**Job:** Could you extract, word for word, the lines of the items below that begin at the line containing "Where can you spot the cooking" and run through the last item, both ends included?

Collection entries
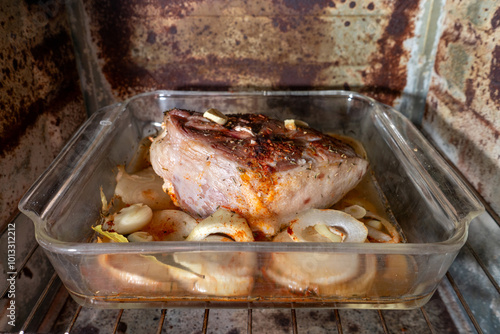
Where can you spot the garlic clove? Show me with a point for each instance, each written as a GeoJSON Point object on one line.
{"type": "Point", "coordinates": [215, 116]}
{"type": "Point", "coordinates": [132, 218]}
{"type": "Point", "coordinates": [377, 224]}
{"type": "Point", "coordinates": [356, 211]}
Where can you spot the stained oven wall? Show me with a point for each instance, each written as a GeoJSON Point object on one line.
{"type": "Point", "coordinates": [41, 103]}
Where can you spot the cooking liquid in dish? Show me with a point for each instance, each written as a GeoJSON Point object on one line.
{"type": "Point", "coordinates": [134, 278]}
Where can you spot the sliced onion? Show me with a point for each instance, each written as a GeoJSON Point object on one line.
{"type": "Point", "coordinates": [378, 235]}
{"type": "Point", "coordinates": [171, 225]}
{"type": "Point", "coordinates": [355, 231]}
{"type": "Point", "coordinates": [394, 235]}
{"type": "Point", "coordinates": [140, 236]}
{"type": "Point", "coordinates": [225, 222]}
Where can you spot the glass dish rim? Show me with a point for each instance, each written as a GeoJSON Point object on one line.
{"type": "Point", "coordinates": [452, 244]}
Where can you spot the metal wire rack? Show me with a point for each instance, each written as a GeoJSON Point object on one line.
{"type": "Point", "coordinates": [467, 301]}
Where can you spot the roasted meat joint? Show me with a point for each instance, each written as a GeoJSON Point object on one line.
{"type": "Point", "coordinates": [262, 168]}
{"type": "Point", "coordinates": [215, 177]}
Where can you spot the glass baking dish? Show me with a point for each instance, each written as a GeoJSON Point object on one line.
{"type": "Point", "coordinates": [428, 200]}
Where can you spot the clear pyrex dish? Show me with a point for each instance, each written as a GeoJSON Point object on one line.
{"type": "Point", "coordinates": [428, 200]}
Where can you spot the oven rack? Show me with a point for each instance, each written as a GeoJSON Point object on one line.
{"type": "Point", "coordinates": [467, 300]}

**Expected answer:**
Where can you spot the cooking liquid in dish? Show me with a point for each instance, each written as a GeoJSON Point object on one line.
{"type": "Point", "coordinates": [134, 278]}
Where can you spot the sliced onion? Show me with a point for each instance, each written as a GeoJSON Point object on one line.
{"type": "Point", "coordinates": [378, 235]}
{"type": "Point", "coordinates": [171, 225]}
{"type": "Point", "coordinates": [355, 231]}
{"type": "Point", "coordinates": [394, 235]}
{"type": "Point", "coordinates": [140, 236]}
{"type": "Point", "coordinates": [225, 222]}
Where can you spot the glass dish rim? Show me with a point for each instance, each written as a GeoJSON Point object on one line.
{"type": "Point", "coordinates": [452, 244]}
Where can you spot the metal wire rack? Show me with a point for each instance, each written as a GeoJSON Point object on one line.
{"type": "Point", "coordinates": [467, 301]}
Where can you spot the roasted meat joint? Show me with a point for each instance, each written as a GeoJSON Point object on one line.
{"type": "Point", "coordinates": [262, 168]}
{"type": "Point", "coordinates": [215, 177]}
Where can you spot the glass baking dish? Show me with a point for each instance, each written as a GeoJSON Point object on one line.
{"type": "Point", "coordinates": [428, 200]}
Where can you spot the clear pyrex dish? Show me with a point for each instance, each written as a GeoJSON Point object on one line.
{"type": "Point", "coordinates": [428, 200]}
Where can you spot the oven rack? Show me with a point for each instance, each written as a GeoJSON Point object on one line.
{"type": "Point", "coordinates": [467, 300]}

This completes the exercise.